Object pointing dataset rows
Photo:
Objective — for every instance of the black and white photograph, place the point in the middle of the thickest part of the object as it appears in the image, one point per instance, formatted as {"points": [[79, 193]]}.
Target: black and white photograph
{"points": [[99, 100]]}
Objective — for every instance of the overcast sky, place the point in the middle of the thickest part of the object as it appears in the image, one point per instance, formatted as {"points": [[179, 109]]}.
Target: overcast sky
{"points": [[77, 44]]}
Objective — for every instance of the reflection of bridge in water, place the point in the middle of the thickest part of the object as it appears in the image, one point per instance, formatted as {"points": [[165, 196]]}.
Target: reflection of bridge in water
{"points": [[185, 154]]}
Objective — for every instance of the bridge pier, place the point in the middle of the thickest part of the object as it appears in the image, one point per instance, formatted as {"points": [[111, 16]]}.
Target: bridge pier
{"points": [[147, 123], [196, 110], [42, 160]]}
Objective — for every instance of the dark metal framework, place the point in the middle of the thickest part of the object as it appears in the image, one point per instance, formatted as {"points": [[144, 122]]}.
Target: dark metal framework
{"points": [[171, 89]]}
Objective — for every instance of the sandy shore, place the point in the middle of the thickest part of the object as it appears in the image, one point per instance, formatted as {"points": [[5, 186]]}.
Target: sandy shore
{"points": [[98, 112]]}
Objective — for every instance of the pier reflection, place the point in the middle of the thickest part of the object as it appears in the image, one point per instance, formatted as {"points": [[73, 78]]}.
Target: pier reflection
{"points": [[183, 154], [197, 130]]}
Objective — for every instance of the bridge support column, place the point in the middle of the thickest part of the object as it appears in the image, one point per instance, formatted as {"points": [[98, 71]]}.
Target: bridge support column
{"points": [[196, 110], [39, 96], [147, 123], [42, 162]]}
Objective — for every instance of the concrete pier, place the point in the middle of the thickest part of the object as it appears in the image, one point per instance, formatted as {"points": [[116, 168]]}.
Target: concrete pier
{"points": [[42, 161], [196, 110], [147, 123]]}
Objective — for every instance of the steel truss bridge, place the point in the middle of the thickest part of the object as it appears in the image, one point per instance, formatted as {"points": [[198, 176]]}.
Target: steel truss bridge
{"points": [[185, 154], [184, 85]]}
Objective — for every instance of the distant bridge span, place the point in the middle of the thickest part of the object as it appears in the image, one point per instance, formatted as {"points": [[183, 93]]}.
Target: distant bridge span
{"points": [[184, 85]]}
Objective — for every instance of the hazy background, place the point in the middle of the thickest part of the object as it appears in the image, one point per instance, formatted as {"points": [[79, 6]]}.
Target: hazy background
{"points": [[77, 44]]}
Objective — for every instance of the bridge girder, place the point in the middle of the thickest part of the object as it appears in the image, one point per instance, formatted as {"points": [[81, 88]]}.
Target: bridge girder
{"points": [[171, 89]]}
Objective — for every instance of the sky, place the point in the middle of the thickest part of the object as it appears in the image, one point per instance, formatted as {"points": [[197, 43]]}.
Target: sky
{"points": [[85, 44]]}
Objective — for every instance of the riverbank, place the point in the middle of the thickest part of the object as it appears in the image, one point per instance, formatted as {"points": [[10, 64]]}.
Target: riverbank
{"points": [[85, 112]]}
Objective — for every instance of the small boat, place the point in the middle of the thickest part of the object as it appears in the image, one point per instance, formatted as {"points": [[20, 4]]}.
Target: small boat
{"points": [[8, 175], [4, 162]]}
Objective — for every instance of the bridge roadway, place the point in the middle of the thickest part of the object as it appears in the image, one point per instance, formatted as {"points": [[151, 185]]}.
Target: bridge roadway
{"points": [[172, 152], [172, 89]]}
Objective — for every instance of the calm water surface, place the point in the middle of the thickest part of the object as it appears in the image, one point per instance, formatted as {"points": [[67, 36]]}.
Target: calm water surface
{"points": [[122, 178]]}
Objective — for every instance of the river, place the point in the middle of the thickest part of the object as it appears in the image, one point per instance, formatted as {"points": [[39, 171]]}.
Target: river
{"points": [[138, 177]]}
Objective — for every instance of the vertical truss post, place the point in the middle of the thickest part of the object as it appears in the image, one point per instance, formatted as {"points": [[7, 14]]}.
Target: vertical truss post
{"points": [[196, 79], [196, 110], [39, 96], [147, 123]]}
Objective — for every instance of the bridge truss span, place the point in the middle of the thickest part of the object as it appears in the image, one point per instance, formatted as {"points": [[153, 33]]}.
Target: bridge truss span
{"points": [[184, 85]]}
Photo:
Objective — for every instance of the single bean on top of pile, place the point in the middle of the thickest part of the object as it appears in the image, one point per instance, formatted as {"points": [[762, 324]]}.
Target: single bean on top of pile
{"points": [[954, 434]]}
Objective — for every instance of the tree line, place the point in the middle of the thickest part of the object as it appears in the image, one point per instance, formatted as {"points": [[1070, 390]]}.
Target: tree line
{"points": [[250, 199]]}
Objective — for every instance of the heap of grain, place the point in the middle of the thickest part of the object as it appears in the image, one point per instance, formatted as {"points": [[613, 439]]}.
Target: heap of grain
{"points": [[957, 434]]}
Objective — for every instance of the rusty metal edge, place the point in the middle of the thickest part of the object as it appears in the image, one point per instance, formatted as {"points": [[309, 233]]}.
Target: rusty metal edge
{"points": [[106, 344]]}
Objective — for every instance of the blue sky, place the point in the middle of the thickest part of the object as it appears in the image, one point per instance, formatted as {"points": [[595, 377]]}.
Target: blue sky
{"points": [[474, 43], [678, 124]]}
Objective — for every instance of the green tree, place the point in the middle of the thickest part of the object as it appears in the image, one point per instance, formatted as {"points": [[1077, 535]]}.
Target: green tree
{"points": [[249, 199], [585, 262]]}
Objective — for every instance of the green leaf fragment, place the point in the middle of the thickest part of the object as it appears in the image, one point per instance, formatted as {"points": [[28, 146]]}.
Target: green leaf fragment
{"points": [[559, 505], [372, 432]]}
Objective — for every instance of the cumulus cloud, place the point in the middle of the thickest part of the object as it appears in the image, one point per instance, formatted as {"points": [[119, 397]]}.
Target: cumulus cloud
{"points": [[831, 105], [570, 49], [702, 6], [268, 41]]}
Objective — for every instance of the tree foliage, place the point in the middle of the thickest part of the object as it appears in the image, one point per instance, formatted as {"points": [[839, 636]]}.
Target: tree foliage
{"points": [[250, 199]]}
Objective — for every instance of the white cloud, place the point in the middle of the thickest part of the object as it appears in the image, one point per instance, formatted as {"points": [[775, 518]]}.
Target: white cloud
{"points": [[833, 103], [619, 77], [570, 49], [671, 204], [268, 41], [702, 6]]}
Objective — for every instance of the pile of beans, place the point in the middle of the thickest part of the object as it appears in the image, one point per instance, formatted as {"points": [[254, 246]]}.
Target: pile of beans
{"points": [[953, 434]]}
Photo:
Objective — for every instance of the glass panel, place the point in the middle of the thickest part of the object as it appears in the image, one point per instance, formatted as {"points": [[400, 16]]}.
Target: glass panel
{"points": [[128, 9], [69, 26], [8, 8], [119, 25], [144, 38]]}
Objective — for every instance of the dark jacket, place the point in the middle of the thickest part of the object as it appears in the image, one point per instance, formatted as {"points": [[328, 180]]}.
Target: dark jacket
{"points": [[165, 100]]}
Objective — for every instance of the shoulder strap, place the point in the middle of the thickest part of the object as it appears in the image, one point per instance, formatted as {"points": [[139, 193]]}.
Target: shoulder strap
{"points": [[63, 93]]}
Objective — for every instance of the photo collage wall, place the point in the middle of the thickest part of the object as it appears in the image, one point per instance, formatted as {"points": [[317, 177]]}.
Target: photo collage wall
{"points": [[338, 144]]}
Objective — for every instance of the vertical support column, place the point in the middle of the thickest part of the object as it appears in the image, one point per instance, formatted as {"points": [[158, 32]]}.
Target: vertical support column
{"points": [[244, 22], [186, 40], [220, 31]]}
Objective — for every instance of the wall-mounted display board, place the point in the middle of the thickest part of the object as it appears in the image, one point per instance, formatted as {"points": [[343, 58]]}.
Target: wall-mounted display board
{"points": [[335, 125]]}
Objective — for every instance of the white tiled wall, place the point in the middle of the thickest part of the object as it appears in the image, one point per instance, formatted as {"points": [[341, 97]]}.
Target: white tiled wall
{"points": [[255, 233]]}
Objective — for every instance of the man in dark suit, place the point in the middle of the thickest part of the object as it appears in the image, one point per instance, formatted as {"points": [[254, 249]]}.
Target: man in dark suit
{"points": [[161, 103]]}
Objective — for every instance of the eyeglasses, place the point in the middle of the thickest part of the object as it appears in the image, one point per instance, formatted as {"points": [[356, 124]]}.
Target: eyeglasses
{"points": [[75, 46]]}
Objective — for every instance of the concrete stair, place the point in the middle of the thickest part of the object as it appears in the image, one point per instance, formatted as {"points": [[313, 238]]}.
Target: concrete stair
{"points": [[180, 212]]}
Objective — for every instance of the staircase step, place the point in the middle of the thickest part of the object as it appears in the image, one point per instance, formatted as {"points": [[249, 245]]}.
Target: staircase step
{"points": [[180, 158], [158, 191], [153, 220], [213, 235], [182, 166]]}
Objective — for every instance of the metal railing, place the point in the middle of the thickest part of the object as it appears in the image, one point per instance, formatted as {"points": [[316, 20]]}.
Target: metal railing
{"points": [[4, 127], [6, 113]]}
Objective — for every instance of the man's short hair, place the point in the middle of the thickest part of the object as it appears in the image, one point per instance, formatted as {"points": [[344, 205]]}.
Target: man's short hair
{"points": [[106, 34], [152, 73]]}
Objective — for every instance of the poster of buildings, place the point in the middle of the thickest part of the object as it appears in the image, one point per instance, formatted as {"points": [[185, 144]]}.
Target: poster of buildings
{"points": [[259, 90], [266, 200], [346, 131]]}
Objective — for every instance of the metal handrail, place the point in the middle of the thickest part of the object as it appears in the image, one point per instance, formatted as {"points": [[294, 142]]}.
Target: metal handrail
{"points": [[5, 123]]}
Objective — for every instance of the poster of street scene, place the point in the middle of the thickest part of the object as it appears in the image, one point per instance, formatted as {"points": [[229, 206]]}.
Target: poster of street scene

WRITTEN INSTRUCTION: Reproduce the material starting at the line containing "Objective — for every instance of the metal handrail, place" and ending at the end of the material, keeping the requests as they are and changing only the point coordinates in the answers. Multiply each coordinate by 1.8 and round to a whole number, with halves rounded up.

RESPONSE TO THE EXERCISE:
Objective — for every instance of the metal handrail, place the point in the middle of the thickest part of the object as it appears in the image, one point per instance, formatted as {"points": [[294, 142]]}.
Target: metal handrail
{"points": [[9, 221]]}
Objective — for every instance of the poster of street scene, place the point in the middle of the thickest part of the object as it appears in the image, one point per instance, formatted as {"points": [[229, 206]]}.
Target: poster of street scene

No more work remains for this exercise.